■ ESERCIZIO ■
Riscrivi tutte le righe dell'elenco qui sotto come lista numerata, saltando le righe vuote e lasciando fuori le immagini.

Annotazioni a punti:
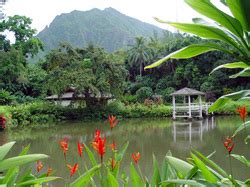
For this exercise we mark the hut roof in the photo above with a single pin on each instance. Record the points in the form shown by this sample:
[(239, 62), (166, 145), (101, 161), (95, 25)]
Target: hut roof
[(187, 91)]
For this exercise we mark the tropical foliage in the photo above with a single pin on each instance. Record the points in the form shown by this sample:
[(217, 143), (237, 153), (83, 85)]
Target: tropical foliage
[(11, 168), (232, 31)]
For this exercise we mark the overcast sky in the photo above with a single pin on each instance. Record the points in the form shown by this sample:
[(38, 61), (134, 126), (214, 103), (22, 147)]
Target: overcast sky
[(43, 12)]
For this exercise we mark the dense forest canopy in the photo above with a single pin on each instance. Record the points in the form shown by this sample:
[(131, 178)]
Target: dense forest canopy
[(93, 70)]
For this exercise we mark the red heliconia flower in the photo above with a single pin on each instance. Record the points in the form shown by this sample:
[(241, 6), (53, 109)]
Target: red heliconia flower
[(112, 163), (65, 146), (113, 146), (99, 145), (80, 148), (2, 121), (112, 121), (73, 169), (136, 157), (39, 166), (228, 144), (49, 171), (97, 135), (243, 112)]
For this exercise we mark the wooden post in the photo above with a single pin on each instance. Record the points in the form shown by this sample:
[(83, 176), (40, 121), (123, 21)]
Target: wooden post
[(174, 112), (200, 107), (189, 108), (190, 132)]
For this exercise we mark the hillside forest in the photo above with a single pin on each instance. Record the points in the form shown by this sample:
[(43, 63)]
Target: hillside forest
[(91, 70)]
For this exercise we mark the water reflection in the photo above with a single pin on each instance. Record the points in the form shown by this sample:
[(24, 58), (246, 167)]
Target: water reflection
[(188, 130), (146, 136)]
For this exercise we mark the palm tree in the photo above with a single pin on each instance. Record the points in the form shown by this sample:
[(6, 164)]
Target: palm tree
[(139, 53)]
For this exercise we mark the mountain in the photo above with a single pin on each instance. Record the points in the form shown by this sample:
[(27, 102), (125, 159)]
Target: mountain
[(107, 28)]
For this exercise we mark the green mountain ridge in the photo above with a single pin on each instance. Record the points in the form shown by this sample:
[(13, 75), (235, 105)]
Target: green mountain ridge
[(107, 28)]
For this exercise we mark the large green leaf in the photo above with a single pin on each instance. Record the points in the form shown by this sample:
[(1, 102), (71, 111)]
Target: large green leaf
[(208, 32), (135, 177), (122, 152), (90, 155), (4, 149), (243, 73), (242, 159), (204, 170), (156, 178), (240, 10), (241, 127), (179, 165), (182, 181), (224, 99), (167, 171), (37, 181), (20, 160), (189, 52), (206, 8), (112, 181), (84, 179), (233, 65)]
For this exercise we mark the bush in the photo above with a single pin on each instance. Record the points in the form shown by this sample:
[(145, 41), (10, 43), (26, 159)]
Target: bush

■ RISPOSTA ■
1. For this exercise we mark the hut roof in the photo above with a single pin on each instance. Record the points in the form shown by this sample:
2. [(239, 62), (166, 145), (101, 161), (95, 25)]
3. Target: hut roof
4. [(187, 91)]
5. For this exercise we mark the tropical foliage in the photo above with a single pin on each instance. Record the points in the form shown by this sample:
6. [(217, 143), (237, 153), (83, 85)]
7. Target: tropical foliage
8. [(11, 168), (232, 31)]
9. For this exercise we mark the overcast sky in the photo above with a single pin on each instance. Record the points in the form shown by this sample:
10. [(38, 61), (134, 126), (214, 103), (22, 147)]
11. Target: overcast sky
12. [(43, 12)]
13. For this exercise we mark the dense forest canopy in the photo above with a single pin on each instance. Record the points in the form shown by this sample:
14. [(131, 178)]
15. Target: dense forest canopy
16. [(93, 70)]
17. For this exercise we mark the red heliconia flower in the photo above with a single pin on each instance. Record the points in the form shown by this sample:
18. [(241, 6), (53, 109)]
19. Target: red heliconia flower
20. [(112, 163), (65, 146), (113, 146), (99, 145), (80, 148), (2, 121), (112, 121), (73, 169), (136, 157), (39, 166), (228, 144), (49, 171), (97, 135), (243, 112)]
21. For this exercise we mark the wooden post in the photo above with a single pin on each instance. Record the points in the form shown by this sample:
22. [(83, 176), (40, 121), (123, 21)]
23. Target: wooden post
24. [(174, 112), (200, 107), (189, 108), (190, 132)]
25. For this exercise we mark the hillside forest in the photo above with a single pin on each instance. Record the points in the form shown by this sample:
26. [(43, 63)]
27. Target: hillside forest
28. [(91, 70)]
29. For this exercise we mark the water reflection in the photo above with a single pin on each instance. Record the points in the form shown by this sample:
30. [(24, 58), (246, 167)]
31. Target: water reflection
32. [(188, 130), (146, 136)]
33. For this exercise we mark the palm tree in the photo above with a single pin on each instance. Record the points in the form shown by this sample:
34. [(6, 164)]
35. Target: palm tree
36. [(139, 53)]
37. For this exercise we mark the mountain in the photo above with a single pin on each instance. Record the points in the form shown by this sample:
38. [(27, 102), (125, 159)]
39. Target: mountain
40. [(107, 28)]
41. For this exercise we mark the green mountain ridge in the photo above with a single pin on each instance. Record the points in the form shown by this sample:
42. [(13, 75), (235, 105)]
43. Target: green mountain ridge
44. [(107, 28)]
45. For this exercise we mark the large green leaf in the photo above with a single pin on each instance. Record the points in the form shown by this sample:
46. [(1, 102), (71, 111)]
47. Target: large green leaf
48. [(208, 32), (135, 177), (122, 152), (90, 155), (4, 149), (243, 73), (242, 159), (204, 170), (156, 178), (240, 10), (241, 127), (179, 165), (182, 181), (224, 99), (167, 171), (37, 181), (20, 160), (189, 52), (206, 8), (112, 181), (84, 179), (233, 65)]
49. For this exercise we mark the bush in the photo above with a single pin on each instance. Record the points in the form shown by this sample:
50. [(145, 41), (10, 43), (26, 159)]
51. Target: bush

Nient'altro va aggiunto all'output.